### Instructions for the task
Convert the part of the listing that opens with the line containing "Outline every instance of the pink" and closes with the line containing "L 184 132 L" into a two-column CSV with an instruction column for the text to be answered and a response column for its answer. Put each value in one quoted field and turn line breaks into spaces.

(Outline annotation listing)
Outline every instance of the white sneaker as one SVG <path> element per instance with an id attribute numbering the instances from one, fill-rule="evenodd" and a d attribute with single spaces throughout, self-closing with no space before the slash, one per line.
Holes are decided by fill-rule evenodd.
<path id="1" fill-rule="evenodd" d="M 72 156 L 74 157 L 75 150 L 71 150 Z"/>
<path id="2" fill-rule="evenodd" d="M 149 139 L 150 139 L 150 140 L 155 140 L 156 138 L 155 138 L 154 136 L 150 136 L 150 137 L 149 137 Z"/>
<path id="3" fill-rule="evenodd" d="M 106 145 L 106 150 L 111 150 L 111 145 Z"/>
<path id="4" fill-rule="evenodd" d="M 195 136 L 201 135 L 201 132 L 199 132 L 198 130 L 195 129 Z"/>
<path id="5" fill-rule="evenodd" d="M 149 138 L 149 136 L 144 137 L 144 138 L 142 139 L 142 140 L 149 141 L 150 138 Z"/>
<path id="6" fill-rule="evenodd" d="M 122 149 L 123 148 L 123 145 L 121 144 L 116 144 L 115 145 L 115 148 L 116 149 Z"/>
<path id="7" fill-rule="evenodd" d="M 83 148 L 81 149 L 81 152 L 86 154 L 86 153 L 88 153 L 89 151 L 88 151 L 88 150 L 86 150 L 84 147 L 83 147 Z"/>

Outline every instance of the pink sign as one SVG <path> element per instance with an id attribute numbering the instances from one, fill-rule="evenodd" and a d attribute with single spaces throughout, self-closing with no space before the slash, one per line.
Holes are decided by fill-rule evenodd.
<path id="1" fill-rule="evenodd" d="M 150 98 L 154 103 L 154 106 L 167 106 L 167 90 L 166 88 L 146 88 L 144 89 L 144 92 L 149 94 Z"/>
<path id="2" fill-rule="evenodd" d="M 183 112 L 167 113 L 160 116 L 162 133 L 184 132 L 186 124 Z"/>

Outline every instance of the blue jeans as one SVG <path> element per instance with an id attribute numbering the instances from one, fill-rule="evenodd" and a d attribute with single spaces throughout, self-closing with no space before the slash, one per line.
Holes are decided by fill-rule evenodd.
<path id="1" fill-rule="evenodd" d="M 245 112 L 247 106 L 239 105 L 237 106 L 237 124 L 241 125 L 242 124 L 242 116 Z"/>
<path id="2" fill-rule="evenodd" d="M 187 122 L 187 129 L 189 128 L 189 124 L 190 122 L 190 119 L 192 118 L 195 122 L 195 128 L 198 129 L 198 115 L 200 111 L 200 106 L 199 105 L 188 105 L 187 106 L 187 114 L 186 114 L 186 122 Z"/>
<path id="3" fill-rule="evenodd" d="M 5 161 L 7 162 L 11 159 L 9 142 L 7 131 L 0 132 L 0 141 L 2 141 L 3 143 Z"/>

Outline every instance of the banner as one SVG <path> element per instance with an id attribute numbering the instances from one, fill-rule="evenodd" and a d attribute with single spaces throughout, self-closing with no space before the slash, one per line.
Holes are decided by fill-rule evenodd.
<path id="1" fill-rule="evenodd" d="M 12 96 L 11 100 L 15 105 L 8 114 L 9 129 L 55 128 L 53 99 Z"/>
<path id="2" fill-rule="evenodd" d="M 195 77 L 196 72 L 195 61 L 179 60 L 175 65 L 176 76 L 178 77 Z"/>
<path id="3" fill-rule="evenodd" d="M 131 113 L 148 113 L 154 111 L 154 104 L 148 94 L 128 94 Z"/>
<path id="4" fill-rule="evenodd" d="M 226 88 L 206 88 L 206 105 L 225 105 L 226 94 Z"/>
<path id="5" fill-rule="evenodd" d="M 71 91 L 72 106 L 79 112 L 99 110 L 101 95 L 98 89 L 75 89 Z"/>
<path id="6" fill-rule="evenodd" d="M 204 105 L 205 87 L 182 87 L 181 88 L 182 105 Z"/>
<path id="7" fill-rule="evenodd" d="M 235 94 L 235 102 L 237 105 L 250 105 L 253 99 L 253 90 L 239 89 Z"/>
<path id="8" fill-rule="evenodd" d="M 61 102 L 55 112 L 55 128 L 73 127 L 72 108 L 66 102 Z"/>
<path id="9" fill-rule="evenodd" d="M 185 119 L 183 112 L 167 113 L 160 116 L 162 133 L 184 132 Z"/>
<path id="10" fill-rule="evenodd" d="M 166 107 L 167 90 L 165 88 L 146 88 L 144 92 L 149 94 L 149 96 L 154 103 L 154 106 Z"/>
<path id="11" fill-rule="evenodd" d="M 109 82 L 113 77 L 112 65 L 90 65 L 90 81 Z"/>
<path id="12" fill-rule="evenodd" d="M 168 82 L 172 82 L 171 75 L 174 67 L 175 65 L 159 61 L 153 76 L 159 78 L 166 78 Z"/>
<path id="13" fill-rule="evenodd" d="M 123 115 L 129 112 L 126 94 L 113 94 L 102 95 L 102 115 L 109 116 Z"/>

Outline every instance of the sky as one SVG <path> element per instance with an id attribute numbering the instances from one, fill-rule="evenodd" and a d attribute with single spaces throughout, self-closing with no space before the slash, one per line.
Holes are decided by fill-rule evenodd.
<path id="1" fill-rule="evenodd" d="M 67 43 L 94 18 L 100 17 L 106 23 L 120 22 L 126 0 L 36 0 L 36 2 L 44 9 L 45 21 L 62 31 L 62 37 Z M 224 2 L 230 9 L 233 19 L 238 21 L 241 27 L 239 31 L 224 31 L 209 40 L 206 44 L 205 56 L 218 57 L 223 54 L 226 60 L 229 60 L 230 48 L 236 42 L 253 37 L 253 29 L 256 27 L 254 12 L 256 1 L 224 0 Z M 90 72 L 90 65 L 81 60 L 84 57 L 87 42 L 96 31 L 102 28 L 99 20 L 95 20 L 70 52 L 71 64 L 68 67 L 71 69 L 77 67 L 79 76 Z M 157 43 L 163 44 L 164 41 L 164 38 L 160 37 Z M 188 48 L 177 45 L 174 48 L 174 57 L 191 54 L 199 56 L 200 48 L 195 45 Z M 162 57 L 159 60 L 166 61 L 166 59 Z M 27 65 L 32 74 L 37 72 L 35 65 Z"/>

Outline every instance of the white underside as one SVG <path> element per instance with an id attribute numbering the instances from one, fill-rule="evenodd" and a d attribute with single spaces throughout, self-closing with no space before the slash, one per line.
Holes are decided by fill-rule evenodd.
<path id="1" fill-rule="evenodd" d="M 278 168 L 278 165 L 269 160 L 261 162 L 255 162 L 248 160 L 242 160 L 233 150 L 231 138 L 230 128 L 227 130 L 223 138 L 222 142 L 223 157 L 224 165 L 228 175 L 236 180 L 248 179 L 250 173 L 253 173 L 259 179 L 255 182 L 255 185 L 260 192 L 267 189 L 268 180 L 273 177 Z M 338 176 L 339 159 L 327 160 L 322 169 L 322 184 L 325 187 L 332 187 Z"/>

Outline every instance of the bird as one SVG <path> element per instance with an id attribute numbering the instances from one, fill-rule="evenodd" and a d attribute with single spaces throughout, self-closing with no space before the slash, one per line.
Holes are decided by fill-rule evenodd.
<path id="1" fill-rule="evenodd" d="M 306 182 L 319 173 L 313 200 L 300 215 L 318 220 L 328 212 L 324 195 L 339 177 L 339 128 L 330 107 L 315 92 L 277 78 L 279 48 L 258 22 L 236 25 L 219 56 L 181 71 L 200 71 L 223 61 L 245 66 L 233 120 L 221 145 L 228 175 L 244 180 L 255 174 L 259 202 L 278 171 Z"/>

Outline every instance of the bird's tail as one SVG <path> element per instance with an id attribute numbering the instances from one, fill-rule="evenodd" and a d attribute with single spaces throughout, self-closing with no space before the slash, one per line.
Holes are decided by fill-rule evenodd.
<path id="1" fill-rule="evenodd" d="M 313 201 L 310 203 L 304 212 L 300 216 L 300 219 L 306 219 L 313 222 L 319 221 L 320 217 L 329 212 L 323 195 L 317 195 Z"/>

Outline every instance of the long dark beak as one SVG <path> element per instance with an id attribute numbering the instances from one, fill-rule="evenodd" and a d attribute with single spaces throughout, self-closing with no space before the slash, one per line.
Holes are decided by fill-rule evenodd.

### Worked solution
instruction,response
"Outline every instance of the pink sign as one SVG <path> element per instance with an id attribute numbering the instances from one, fill-rule=""evenodd"" and a d attribute with single spaces throughout, self-closing with no space before the slash, one per line. Holes are decided by fill-rule evenodd.","<path id=""1"" fill-rule=""evenodd"" d=""M 150 98 L 154 103 L 154 106 L 167 106 L 167 90 L 166 88 L 146 88 L 144 89 L 144 92 L 149 94 Z""/> <path id=""2"" fill-rule=""evenodd"" d=""M 183 112 L 167 113 L 160 116 L 162 133 L 184 132 L 186 124 Z""/>"